____ Supplied material

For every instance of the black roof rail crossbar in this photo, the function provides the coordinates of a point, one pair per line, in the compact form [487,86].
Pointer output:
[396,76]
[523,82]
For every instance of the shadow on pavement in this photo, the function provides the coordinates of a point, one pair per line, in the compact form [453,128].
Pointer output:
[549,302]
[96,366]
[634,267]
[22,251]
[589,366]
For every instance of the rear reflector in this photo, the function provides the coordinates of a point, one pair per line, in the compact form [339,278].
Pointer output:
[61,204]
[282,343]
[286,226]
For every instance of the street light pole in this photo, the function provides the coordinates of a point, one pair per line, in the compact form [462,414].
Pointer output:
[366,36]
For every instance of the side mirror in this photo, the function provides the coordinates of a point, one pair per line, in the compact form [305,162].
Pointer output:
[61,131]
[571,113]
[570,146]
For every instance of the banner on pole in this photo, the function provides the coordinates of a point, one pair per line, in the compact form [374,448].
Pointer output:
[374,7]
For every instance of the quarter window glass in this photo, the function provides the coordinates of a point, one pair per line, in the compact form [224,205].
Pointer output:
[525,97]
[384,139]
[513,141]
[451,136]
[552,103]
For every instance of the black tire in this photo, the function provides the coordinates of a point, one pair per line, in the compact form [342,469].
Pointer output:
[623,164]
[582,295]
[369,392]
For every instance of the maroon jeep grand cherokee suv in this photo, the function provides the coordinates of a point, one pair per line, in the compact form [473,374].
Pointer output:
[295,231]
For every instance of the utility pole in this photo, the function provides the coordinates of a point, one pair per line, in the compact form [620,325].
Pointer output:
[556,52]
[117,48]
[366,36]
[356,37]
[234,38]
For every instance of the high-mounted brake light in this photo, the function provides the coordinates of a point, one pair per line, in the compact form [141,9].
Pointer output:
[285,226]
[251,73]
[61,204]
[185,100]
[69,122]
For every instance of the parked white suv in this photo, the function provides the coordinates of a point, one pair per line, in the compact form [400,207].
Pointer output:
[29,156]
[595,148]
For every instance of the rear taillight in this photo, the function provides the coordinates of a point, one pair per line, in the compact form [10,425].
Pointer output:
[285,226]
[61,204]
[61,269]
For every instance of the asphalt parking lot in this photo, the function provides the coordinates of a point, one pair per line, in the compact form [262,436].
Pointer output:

________

_Task brief_
Extract verbatim the lines starting with the one that contains "For every instance of the asphalt" and continuing through the last line of the items, both ends included.

_Response below_
For every instance of the asphalt parking lot in this photo, the function provides the coordinates of a point, one pair per line, in the compact form [262,436].
Pointer output:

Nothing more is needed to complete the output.